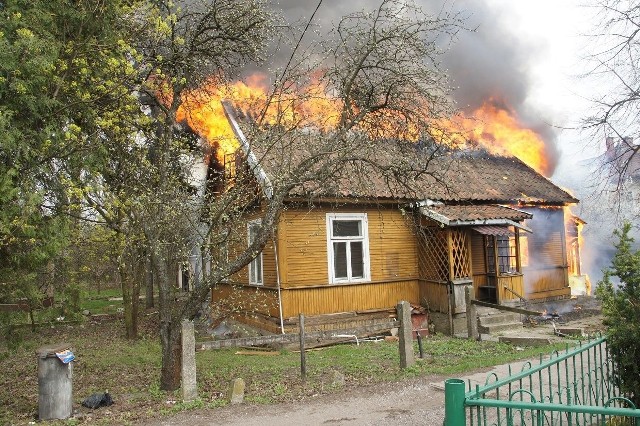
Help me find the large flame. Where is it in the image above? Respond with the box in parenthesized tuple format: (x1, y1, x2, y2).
(176, 75, 342, 163)
(563, 205, 591, 295)
(441, 99, 552, 176)
(176, 75, 552, 177)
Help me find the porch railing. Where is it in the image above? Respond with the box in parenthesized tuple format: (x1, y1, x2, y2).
(444, 336, 640, 425)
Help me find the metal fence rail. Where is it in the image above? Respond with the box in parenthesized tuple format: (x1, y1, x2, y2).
(444, 336, 640, 425)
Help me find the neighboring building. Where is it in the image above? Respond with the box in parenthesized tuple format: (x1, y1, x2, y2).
(209, 102, 579, 334)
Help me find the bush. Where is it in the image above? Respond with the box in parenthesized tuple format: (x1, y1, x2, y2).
(596, 222, 640, 406)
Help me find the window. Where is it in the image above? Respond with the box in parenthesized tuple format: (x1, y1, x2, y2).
(497, 235, 518, 274)
(486, 234, 519, 275)
(326, 213, 370, 283)
(248, 220, 263, 285)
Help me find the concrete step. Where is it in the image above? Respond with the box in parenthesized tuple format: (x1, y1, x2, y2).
(478, 313, 520, 326)
(478, 321, 524, 334)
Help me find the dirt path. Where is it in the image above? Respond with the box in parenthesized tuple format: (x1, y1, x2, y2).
(142, 356, 557, 426)
(144, 375, 448, 426)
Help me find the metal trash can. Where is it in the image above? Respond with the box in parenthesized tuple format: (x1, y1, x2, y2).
(36, 343, 74, 420)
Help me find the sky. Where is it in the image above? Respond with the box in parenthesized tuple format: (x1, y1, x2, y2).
(485, 0, 597, 164)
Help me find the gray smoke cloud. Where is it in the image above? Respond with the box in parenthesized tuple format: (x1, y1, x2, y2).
(257, 1, 560, 174)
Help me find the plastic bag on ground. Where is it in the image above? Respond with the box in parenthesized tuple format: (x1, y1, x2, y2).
(81, 392, 113, 409)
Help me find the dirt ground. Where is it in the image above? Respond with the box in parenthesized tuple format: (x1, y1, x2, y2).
(141, 296, 604, 426)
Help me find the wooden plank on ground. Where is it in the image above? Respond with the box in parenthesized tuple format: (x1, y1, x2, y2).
(471, 299, 542, 316)
(198, 320, 400, 350)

*What the task requires*
Give back exactly the lines running from the line containing "Help me find the gray" through the end of the material above, both included, and nothing beyond them.

*Exercise result*
Help me find the gray smoke cloud. Where is it in the image above? Respond with the box in parenthesized tuple format: (x1, y1, x2, y2).
(257, 1, 560, 174)
Help me find the plastic bag on ground. Where is it in the image above? Respond with the box in parenthesized tuple format: (x1, y1, x2, y2).
(81, 392, 113, 409)
Help me find the dirt ground. Where is it in the image above? Respond with the box in parenthesized tuple format: (x1, y1, x2, y2).
(141, 296, 604, 426)
Help me find the wooden plank on ground. Where is it in the image above? Respond with the box in parenthesized tuple format: (x1, y1, x2, y2).
(471, 299, 542, 316)
(198, 320, 400, 350)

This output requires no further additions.